**Short problem**
Show each line of the material below that contains the word "background", copying every such line in full.

**Provided data**
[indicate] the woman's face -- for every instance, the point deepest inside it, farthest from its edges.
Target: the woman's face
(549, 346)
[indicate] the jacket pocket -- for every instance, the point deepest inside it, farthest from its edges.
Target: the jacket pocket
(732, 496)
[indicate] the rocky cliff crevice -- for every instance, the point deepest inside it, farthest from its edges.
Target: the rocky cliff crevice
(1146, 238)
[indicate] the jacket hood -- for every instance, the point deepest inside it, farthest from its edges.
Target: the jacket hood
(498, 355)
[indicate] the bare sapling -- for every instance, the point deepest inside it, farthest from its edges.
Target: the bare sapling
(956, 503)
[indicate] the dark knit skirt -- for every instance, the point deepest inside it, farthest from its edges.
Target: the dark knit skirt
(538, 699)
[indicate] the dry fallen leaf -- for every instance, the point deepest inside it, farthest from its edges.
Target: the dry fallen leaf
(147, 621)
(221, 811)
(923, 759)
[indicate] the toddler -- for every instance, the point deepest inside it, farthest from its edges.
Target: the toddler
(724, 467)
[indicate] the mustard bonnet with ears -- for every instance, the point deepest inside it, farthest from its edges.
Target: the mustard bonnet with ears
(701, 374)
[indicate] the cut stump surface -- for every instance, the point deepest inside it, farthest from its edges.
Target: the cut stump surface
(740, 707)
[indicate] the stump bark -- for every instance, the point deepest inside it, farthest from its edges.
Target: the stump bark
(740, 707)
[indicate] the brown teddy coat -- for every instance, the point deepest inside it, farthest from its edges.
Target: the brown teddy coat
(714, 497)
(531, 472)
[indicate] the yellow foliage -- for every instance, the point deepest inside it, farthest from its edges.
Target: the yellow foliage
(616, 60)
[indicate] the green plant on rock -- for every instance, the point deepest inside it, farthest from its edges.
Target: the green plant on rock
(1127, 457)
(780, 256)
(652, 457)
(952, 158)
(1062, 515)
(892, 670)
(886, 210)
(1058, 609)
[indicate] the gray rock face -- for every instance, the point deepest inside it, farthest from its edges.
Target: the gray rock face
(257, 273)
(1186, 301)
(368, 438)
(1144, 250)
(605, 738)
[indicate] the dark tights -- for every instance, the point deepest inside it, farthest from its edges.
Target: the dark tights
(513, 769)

--

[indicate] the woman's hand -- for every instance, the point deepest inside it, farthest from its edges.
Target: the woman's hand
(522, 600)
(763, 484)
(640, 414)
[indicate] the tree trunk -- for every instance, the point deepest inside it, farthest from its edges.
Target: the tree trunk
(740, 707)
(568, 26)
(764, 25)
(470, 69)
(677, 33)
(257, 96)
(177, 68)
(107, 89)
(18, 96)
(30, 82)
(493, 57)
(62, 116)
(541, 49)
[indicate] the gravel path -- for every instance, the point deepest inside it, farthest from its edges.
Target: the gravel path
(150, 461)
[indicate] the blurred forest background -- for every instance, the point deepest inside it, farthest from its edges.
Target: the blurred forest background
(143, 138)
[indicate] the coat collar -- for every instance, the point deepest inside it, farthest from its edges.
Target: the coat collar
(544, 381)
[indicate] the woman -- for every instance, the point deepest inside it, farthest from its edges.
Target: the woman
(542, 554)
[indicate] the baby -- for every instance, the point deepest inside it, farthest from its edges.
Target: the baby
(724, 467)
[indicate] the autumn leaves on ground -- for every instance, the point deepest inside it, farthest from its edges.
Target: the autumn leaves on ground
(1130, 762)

**Task output**
[indicate] the blurred forest background -- for every instance, the point deepest inside it, farthest from its edges.
Target: the blurred forest background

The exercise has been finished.